What you should do:
At the line containing "Teacher note: please indicate the short", begin retyping, and continue word for word until the records below run out.

Data provided:
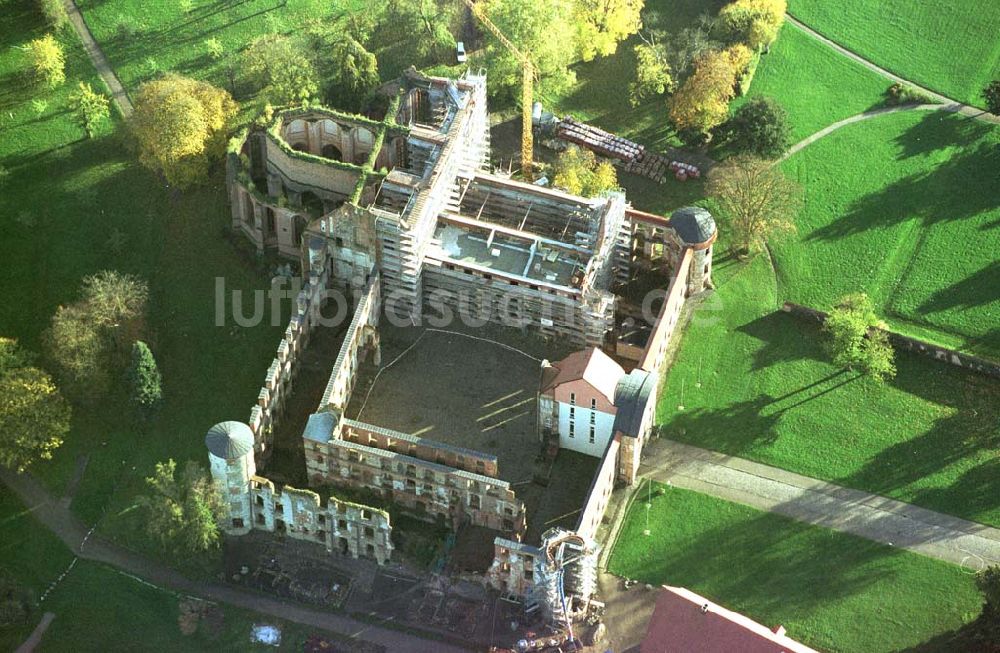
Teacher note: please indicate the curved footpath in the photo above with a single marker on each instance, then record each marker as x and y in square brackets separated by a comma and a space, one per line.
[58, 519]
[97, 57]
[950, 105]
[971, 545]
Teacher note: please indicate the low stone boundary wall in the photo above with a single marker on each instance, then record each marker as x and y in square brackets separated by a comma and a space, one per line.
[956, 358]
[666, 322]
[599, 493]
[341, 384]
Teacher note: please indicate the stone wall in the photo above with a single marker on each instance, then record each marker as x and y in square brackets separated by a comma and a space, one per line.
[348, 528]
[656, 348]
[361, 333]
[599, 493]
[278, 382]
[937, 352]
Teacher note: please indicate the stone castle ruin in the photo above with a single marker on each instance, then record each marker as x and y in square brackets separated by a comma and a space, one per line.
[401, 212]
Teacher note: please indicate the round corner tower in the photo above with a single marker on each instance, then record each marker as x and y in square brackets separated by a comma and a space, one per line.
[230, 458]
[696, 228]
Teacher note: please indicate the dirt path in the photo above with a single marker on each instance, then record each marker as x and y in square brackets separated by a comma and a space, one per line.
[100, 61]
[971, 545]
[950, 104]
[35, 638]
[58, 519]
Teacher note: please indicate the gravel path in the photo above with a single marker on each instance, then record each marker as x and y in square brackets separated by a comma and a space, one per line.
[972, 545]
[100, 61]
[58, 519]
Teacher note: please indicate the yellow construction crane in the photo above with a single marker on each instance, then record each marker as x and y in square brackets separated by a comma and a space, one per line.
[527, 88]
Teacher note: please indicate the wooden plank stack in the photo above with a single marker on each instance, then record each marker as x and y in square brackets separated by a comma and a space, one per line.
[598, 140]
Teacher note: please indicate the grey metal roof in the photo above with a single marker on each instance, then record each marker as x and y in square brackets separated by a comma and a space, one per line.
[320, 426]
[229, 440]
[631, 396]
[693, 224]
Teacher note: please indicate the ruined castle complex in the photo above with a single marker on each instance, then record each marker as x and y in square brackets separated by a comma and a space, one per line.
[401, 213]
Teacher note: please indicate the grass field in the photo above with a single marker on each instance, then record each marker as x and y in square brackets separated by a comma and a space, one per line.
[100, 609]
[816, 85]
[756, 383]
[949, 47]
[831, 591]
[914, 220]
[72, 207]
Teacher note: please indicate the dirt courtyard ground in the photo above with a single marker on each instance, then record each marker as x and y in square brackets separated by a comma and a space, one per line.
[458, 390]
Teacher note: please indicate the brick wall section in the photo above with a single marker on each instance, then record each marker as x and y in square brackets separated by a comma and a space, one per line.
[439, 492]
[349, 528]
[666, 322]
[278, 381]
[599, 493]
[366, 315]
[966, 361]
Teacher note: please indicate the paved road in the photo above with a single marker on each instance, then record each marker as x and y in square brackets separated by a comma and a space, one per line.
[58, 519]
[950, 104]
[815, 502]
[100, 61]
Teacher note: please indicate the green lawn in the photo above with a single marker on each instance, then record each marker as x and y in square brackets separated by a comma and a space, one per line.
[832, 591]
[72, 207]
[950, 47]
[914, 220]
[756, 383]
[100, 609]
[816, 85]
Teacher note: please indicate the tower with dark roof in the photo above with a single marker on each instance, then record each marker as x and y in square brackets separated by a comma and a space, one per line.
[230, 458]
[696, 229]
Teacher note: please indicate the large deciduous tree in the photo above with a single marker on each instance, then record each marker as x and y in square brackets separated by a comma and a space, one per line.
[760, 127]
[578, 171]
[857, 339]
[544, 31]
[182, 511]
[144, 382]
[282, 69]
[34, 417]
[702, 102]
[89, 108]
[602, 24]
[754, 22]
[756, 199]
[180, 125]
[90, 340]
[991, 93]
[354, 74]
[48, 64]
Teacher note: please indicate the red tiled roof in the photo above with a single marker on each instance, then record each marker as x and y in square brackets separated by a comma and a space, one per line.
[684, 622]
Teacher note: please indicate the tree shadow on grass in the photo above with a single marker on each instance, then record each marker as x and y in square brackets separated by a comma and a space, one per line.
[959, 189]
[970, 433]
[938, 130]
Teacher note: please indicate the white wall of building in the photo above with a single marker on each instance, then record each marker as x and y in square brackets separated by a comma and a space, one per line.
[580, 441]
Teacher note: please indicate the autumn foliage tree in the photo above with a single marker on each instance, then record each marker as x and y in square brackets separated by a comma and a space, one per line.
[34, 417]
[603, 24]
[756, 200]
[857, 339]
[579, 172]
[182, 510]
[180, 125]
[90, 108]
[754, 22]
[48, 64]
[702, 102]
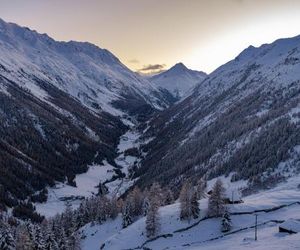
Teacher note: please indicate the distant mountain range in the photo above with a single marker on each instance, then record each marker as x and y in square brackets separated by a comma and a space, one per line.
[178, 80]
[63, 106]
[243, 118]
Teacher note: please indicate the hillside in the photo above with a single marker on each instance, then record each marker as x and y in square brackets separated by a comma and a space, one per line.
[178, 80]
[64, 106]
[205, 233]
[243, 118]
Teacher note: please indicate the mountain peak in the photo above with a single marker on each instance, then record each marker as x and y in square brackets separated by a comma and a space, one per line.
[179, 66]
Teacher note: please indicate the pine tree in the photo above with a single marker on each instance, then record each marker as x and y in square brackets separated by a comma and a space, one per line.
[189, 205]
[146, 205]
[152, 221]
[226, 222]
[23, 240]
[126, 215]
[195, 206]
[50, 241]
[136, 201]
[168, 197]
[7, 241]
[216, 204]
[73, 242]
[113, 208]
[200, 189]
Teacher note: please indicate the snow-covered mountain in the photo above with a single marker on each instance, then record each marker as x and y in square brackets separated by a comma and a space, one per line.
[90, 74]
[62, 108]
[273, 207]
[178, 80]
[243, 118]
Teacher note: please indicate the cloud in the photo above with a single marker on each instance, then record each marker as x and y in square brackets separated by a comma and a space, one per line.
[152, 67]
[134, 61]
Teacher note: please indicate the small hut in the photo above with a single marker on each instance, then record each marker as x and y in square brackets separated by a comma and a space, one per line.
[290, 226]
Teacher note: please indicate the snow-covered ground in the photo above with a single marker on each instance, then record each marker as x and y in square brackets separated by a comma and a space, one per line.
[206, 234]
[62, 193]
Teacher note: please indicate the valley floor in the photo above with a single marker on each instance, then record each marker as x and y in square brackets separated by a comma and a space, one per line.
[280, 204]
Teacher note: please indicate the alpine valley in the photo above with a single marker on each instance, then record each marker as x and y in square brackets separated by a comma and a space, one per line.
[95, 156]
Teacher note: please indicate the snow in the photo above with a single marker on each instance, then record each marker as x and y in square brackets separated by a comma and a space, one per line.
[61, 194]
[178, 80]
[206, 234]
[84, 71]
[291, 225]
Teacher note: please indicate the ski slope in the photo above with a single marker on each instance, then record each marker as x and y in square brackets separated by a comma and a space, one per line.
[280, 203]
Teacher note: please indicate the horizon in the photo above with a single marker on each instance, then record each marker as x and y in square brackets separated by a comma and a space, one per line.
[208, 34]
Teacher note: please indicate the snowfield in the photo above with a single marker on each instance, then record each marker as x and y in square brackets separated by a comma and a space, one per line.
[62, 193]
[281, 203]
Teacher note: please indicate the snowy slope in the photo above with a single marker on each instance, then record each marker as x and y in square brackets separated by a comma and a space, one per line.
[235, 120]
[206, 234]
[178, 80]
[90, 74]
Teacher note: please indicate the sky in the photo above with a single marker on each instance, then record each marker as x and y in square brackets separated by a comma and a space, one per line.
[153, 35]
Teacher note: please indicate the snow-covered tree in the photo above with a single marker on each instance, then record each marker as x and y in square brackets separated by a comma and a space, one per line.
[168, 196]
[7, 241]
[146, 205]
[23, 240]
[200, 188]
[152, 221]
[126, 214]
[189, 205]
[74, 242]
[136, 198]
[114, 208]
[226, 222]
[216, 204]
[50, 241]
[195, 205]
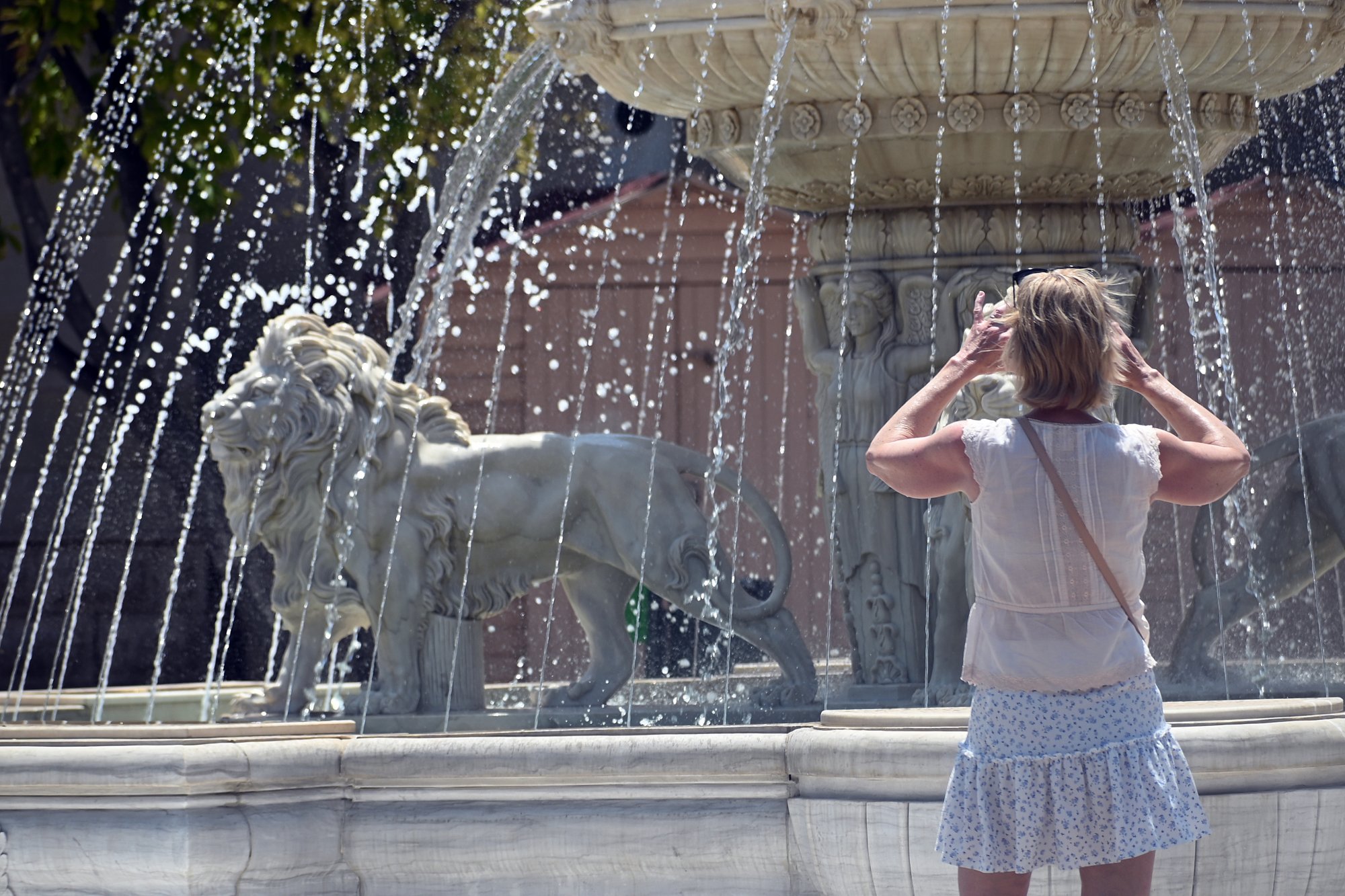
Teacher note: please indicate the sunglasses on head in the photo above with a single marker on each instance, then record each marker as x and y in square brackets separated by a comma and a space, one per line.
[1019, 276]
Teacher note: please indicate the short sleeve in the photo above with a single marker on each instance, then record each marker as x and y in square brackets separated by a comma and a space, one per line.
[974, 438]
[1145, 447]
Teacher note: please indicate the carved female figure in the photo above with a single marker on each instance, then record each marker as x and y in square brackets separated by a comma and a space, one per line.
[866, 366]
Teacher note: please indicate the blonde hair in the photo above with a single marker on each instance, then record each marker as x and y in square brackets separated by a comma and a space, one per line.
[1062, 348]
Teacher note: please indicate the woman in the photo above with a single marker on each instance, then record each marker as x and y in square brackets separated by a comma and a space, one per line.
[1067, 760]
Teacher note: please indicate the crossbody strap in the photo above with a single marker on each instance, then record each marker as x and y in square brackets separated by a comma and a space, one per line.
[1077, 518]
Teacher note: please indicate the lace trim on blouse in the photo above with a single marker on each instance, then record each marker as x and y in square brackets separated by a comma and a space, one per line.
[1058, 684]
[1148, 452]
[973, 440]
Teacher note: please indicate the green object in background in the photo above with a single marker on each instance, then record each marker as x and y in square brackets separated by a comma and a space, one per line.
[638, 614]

Solution to this task:
Teacher note: please indicate the short sleeve in the photo above with a single marker on each instance, then record each marker as x and y in square brackets separated by a comma and a space, one per line.
[974, 438]
[1145, 447]
Teacher note: please indicate the carved female figure in the photo above with a single marker on each instance, then record each marker as x and y in square brackets separated by a comma and a space, one per line.
[866, 366]
Teacher note: please indicate the blonde hair in the photo above with a single marker on each instance, then record each marker as x and y in square brackets separated by a comma and a space, one per line.
[1062, 348]
Teacher note: please indicate the woman in the photo above with a single marker on each instance, then record each marker as x and y in square brackets separated by a comma and a space, one per line.
[1067, 760]
Teacher note: please indicate the crossbody strap in the photo above with a single marker on each instance, then record each marker as x and y in square brackets separated by a comma and a space, one per line.
[1077, 518]
Teacher note: please indicate the lace trim on blouse in the photo above with a single marker on each instance, then record each marker as x and y in square brackets separated by a comma and a space, one per line.
[1058, 684]
[1148, 452]
[973, 440]
Teacher note: please indicate the green object in background in the photo above with a single marker on each instance, then record each marker as x and y in square brackets separated by a comma and a space, one per line.
[638, 614]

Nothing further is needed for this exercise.